-- Records supplied --
* Begin *

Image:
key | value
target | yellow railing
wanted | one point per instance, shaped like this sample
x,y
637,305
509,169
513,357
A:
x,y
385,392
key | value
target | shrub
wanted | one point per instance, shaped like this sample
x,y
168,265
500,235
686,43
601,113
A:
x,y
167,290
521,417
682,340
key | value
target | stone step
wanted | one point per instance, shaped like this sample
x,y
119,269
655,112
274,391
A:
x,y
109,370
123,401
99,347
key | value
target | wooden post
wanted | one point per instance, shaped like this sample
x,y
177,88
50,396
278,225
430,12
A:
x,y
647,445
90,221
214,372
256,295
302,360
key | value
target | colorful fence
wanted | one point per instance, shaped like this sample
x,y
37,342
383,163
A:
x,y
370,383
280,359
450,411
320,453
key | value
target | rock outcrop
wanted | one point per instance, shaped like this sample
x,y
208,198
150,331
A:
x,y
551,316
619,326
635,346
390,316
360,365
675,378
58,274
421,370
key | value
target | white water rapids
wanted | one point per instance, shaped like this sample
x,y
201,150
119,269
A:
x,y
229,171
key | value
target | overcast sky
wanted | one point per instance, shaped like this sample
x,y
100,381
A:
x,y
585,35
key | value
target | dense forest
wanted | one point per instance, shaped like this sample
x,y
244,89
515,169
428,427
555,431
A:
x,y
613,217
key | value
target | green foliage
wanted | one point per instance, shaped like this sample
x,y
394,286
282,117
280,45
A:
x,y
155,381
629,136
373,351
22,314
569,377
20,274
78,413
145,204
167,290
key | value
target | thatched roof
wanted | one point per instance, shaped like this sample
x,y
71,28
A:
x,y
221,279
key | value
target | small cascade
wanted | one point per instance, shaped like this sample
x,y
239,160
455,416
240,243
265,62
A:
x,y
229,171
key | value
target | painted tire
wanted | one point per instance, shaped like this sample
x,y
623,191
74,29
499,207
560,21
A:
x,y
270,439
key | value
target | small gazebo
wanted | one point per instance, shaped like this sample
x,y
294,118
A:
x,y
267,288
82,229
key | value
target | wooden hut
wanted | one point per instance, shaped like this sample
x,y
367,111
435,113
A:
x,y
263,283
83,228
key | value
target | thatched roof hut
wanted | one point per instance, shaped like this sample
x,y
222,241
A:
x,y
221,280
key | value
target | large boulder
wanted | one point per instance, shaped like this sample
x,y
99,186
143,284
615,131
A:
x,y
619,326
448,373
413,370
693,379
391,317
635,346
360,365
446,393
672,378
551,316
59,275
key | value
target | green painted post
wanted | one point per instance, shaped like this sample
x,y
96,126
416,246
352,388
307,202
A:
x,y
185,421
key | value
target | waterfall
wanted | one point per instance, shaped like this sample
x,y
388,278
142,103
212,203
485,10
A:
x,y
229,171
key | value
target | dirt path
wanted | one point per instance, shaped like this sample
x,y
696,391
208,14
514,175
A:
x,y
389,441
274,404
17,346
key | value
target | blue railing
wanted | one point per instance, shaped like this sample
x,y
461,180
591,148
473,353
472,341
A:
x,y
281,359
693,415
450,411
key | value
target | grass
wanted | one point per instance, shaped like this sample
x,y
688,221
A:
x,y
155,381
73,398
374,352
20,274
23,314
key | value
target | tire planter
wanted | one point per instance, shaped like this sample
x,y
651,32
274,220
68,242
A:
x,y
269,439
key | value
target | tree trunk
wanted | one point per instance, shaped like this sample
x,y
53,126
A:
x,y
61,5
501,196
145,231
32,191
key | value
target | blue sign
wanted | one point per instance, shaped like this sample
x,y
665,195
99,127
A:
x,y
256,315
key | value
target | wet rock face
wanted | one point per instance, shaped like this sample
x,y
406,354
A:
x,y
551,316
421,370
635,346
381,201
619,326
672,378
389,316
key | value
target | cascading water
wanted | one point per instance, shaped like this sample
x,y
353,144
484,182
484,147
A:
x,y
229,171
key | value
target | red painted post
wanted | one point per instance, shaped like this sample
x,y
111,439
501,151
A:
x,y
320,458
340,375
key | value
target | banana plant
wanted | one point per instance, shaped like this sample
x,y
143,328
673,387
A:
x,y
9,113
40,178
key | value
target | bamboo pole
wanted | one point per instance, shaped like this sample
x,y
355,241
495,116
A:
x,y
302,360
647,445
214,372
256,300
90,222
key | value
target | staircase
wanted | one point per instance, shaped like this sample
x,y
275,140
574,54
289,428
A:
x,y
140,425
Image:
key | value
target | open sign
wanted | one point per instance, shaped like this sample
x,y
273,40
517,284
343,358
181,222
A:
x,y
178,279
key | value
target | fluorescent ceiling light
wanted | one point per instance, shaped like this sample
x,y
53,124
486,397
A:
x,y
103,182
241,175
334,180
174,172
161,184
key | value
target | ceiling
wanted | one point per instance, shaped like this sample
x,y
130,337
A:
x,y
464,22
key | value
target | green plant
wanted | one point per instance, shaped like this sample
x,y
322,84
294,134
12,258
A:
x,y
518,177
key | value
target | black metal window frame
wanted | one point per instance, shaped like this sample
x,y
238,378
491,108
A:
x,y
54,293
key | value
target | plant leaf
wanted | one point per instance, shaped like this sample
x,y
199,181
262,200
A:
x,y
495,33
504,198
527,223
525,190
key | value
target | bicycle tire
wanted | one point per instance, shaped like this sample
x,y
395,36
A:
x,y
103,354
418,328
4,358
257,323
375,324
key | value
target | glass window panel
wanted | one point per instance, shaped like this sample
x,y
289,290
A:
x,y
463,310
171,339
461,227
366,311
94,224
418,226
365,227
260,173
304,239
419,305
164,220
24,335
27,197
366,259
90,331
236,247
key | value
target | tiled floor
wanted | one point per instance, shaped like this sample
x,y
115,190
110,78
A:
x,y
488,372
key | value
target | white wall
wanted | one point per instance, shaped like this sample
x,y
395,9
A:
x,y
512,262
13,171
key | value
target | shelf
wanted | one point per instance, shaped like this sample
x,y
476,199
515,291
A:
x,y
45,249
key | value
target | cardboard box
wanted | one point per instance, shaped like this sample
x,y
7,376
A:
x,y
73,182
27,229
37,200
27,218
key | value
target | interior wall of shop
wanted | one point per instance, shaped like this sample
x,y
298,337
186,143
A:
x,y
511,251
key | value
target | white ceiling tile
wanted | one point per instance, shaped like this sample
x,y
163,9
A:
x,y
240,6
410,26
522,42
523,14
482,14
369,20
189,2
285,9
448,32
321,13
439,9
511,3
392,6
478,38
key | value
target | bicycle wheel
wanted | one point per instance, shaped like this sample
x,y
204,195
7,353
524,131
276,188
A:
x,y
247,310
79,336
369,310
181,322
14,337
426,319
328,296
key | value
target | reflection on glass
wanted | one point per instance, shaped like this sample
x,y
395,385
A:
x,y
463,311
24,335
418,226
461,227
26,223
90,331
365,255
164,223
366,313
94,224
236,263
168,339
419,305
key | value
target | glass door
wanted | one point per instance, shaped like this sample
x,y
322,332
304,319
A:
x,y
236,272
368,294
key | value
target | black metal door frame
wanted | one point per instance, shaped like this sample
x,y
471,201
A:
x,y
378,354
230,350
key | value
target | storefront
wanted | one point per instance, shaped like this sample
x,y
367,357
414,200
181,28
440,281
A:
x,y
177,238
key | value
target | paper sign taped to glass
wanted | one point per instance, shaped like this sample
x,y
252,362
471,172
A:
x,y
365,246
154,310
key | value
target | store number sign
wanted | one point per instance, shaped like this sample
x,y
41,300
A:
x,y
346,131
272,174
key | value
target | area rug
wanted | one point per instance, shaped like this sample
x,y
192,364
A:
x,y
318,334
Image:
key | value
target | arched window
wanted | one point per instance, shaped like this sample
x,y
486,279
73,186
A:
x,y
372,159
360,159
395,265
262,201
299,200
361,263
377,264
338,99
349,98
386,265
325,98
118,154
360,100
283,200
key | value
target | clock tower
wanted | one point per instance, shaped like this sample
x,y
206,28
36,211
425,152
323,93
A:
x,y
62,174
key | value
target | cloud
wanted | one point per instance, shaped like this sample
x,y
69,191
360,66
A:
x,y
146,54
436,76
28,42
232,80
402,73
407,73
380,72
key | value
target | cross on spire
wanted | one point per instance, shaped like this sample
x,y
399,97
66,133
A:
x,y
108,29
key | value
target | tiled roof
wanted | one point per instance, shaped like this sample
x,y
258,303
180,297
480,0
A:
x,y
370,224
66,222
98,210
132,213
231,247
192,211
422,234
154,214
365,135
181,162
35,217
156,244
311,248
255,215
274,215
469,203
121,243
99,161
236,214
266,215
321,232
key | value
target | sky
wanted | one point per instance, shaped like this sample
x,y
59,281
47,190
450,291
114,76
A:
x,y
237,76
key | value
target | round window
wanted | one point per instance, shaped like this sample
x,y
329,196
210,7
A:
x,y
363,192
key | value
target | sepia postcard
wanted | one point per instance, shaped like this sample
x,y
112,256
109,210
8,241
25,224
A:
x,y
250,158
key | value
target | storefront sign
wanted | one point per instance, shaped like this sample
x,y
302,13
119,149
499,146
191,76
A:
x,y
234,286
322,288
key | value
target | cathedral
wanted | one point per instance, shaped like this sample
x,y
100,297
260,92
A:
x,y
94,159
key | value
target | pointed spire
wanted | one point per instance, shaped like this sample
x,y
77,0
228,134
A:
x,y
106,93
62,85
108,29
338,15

* End *

-- Exercise aim --
Count the lines in the data above that contain the string "sign". Give only the number.

-- Response --
5